INSTRUCTIONS TO FOLLOW: Here the job is to transcribe only the lines from the one containing "Place a point on every instance of the paved plaza" through the last line below, exactly as written; please leave out pictures.

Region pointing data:

----------------------------------------

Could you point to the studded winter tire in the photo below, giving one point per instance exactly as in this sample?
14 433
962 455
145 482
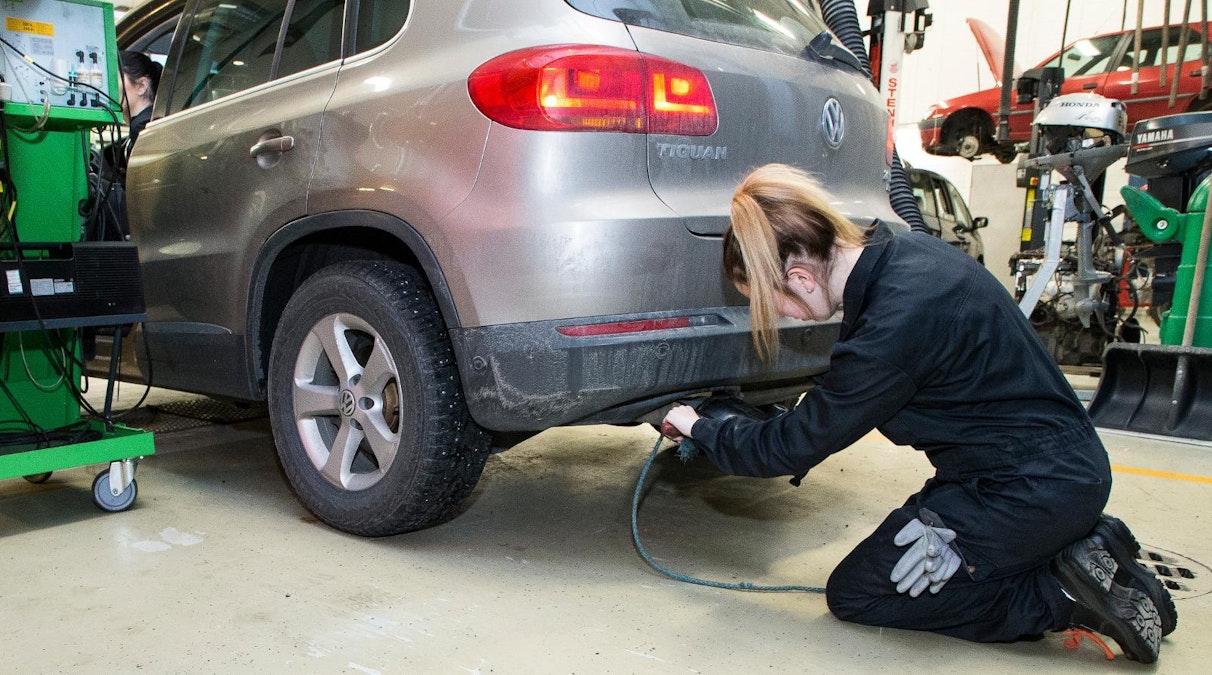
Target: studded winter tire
365 401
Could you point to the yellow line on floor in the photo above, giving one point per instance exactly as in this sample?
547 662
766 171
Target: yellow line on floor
1170 475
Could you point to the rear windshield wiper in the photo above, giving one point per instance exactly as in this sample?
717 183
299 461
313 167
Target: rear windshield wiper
823 50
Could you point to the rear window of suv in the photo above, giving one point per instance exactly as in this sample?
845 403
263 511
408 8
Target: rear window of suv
778 26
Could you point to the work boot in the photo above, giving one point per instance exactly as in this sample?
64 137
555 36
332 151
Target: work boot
1112 535
1086 572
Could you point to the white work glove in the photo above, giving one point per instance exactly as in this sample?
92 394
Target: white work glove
930 561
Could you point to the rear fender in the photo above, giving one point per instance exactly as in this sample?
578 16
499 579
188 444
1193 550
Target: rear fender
292 253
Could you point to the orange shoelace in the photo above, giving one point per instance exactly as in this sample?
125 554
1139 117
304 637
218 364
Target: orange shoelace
1075 636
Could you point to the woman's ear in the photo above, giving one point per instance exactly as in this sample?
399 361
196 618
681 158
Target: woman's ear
800 276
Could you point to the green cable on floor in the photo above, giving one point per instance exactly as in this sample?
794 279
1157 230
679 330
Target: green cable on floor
689 579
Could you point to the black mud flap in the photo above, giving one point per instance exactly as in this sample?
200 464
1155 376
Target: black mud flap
1155 389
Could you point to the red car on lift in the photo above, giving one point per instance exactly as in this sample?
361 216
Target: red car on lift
1103 64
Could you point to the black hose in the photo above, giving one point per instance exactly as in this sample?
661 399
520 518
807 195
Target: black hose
841 17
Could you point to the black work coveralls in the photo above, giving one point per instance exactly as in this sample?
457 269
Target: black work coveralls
935 354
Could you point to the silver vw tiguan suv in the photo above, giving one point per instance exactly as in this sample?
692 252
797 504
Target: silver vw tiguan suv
423 230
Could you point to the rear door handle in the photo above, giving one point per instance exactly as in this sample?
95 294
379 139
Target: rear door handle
272 146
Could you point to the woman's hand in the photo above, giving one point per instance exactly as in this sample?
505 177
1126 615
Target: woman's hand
679 422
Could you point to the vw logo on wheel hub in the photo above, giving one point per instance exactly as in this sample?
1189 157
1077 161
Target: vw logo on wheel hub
833 124
348 404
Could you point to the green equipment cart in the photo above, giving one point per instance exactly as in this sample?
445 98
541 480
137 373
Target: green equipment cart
59 84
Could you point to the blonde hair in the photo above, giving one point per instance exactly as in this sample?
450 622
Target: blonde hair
779 212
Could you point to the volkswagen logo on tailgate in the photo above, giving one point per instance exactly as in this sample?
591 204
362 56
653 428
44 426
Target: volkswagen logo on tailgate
833 124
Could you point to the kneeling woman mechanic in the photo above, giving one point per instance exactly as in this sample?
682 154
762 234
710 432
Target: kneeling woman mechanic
1007 541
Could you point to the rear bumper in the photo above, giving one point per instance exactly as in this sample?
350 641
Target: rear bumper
526 377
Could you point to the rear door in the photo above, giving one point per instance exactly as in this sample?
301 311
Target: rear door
1152 98
776 103
224 162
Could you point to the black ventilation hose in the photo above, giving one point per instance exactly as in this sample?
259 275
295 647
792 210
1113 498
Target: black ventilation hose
841 17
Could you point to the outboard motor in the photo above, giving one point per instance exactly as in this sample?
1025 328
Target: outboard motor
1167 388
1069 298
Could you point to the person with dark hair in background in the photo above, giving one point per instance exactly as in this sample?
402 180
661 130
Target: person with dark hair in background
139 79
1008 539
141 76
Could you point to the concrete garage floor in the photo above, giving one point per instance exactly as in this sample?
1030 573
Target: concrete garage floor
217 568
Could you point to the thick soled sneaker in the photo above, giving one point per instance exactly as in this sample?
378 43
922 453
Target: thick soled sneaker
1118 539
1086 571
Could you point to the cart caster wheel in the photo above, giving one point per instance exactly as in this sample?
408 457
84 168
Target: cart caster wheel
106 499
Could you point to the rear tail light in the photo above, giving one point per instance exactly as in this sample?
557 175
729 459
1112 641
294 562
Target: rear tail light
586 87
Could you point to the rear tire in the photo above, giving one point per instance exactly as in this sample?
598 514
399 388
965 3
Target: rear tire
365 401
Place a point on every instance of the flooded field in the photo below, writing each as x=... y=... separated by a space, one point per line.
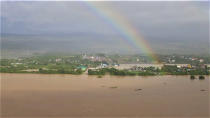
x=70 y=96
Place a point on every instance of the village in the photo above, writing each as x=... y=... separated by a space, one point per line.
x=99 y=64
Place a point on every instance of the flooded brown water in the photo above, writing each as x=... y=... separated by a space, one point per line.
x=72 y=96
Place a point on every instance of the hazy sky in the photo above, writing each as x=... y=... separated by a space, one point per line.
x=163 y=20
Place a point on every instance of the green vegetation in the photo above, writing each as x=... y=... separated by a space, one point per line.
x=201 y=77
x=78 y=64
x=192 y=77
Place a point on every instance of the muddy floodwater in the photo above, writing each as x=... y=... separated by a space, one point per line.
x=73 y=96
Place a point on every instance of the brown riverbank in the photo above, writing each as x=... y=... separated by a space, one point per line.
x=43 y=95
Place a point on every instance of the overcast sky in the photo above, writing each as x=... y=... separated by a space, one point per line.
x=153 y=19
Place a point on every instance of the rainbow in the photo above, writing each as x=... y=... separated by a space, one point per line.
x=123 y=26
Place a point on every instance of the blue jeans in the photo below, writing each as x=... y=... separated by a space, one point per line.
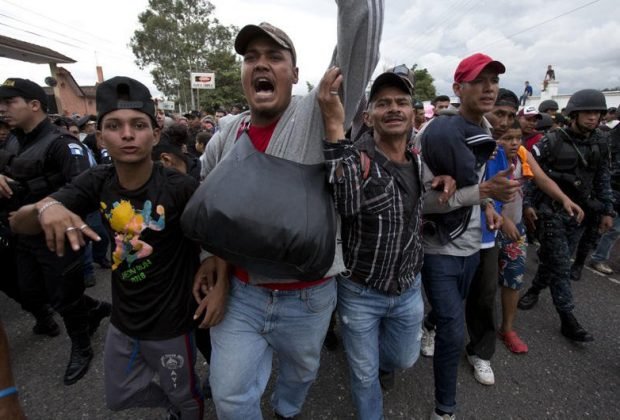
x=446 y=281
x=607 y=242
x=379 y=331
x=259 y=322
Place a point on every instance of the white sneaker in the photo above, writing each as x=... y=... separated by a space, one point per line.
x=427 y=343
x=482 y=370
x=435 y=416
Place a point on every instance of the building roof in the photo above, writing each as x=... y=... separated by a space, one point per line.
x=32 y=53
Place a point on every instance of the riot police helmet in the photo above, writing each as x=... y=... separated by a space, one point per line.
x=548 y=104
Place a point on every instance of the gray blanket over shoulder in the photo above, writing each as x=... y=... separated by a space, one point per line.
x=299 y=132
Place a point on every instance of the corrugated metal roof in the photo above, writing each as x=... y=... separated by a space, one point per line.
x=32 y=53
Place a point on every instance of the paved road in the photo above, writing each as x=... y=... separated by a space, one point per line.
x=557 y=379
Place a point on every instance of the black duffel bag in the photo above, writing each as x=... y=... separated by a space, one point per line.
x=268 y=215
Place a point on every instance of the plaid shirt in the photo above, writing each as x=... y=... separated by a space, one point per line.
x=382 y=241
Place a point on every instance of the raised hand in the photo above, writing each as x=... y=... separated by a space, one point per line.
x=330 y=104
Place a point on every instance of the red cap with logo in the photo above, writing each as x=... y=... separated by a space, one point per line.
x=469 y=68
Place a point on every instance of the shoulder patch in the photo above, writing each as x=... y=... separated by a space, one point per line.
x=76 y=149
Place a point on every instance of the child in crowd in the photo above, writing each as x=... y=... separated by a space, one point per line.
x=512 y=239
x=154 y=264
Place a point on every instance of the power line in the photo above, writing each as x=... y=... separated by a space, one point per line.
x=54 y=20
x=540 y=24
x=46 y=37
x=39 y=35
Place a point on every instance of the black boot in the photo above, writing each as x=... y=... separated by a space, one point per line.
x=575 y=271
x=529 y=299
x=81 y=355
x=45 y=324
x=572 y=330
x=96 y=315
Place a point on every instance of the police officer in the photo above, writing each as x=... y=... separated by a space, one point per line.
x=577 y=159
x=548 y=106
x=41 y=158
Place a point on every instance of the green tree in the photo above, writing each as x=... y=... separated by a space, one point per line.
x=177 y=37
x=424 y=88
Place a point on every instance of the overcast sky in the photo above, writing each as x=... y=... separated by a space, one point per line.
x=578 y=37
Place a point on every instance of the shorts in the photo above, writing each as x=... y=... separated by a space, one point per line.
x=512 y=256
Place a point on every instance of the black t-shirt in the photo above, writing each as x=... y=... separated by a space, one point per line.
x=153 y=262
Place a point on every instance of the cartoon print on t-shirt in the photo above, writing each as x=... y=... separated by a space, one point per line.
x=128 y=224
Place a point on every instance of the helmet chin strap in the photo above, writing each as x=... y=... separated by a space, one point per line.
x=583 y=129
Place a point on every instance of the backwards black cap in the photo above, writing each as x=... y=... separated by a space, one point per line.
x=123 y=93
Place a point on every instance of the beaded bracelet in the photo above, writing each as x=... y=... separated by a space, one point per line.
x=47 y=206
x=8 y=391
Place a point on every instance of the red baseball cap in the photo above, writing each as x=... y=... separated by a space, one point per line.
x=469 y=68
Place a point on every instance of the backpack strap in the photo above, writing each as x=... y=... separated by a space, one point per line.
x=365 y=161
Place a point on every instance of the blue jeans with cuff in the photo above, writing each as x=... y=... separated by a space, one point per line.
x=379 y=331
x=258 y=323
x=446 y=281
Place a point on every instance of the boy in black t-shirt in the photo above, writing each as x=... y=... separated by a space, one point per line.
x=153 y=263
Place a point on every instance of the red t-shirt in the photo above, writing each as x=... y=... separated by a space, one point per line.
x=260 y=137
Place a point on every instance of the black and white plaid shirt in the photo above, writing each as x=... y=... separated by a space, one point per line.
x=382 y=241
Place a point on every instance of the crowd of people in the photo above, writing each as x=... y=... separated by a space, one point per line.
x=439 y=200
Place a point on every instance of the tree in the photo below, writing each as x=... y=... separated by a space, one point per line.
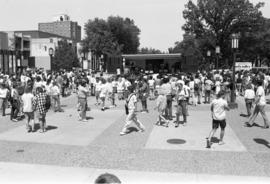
x=214 y=21
x=113 y=36
x=65 y=56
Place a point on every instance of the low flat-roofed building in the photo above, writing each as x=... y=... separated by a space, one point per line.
x=154 y=63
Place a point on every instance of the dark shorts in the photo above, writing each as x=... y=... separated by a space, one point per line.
x=30 y=115
x=217 y=123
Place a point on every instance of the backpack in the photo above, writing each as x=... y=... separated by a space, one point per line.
x=48 y=102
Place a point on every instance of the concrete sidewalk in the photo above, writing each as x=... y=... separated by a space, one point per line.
x=30 y=173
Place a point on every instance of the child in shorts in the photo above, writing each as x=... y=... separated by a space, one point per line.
x=218 y=109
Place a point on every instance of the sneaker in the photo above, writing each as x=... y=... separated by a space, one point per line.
x=141 y=130
x=266 y=126
x=248 y=125
x=221 y=143
x=208 y=143
x=123 y=133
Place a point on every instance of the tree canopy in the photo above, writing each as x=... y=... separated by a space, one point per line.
x=113 y=36
x=212 y=22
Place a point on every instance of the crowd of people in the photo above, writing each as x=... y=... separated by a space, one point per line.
x=29 y=94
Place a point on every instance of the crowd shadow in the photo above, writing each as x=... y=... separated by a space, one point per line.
x=262 y=141
x=89 y=118
x=132 y=129
x=244 y=115
x=48 y=128
x=176 y=141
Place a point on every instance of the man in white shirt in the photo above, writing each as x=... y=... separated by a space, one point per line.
x=260 y=102
x=131 y=105
x=218 y=109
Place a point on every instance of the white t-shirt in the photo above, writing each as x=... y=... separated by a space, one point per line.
x=103 y=90
x=27 y=99
x=260 y=93
x=3 y=92
x=132 y=103
x=219 y=112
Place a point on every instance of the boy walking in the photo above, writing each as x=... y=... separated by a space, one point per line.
x=218 y=109
x=131 y=107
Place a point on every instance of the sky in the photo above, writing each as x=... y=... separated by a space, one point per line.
x=160 y=21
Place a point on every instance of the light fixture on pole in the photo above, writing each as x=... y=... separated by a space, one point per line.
x=124 y=64
x=102 y=62
x=82 y=58
x=235 y=46
x=217 y=54
x=51 y=53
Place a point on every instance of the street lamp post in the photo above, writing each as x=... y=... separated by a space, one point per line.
x=102 y=62
x=51 y=52
x=235 y=45
x=209 y=57
x=82 y=58
x=217 y=54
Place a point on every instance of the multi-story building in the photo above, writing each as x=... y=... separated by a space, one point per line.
x=62 y=26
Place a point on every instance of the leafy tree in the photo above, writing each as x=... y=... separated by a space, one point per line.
x=65 y=56
x=214 y=21
x=113 y=36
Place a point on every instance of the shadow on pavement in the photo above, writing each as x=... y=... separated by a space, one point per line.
x=132 y=129
x=176 y=141
x=48 y=128
x=263 y=142
x=244 y=115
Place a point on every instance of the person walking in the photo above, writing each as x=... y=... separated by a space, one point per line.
x=260 y=102
x=3 y=98
x=28 y=109
x=131 y=109
x=82 y=100
x=218 y=109
x=249 y=98
x=181 y=96
x=39 y=103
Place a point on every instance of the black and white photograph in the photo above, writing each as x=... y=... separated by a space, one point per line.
x=134 y=91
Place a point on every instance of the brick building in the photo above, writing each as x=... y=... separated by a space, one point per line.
x=62 y=26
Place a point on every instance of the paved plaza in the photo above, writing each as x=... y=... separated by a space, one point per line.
x=78 y=152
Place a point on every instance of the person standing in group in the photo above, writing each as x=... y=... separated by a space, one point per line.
x=167 y=88
x=103 y=93
x=198 y=89
x=207 y=87
x=15 y=103
x=161 y=105
x=28 y=109
x=39 y=103
x=97 y=90
x=82 y=100
x=144 y=92
x=131 y=109
x=151 y=83
x=260 y=102
x=55 y=93
x=3 y=98
x=249 y=98
x=218 y=109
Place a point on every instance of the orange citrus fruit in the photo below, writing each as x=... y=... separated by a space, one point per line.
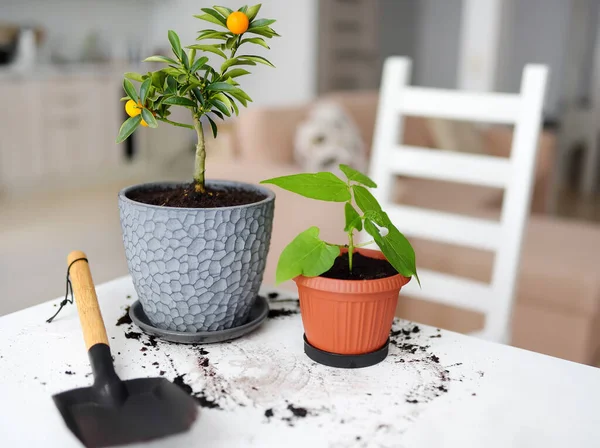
x=238 y=22
x=132 y=109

----------------------------------------

RESULT OF THE EXERCISE:
Place a point on every instance of the paved plaza in the photo above, writing each as x=... y=... separated by a space, one point per line.
x=78 y=152
Place a point on every instance of the person standing in group in the photo above, writing each as x=... y=... separated by a space, one point per line.
x=167 y=88
x=103 y=93
x=198 y=89
x=207 y=87
x=15 y=103
x=161 y=105
x=28 y=109
x=39 y=103
x=97 y=90
x=82 y=100
x=144 y=92
x=131 y=109
x=151 y=83
x=260 y=102
x=55 y=93
x=3 y=98
x=249 y=98
x=218 y=109
Place a point on every instance of the orange citrus fruit in the photo below, writing each as x=... y=... separated by a space, one point per line.
x=238 y=22
x=132 y=109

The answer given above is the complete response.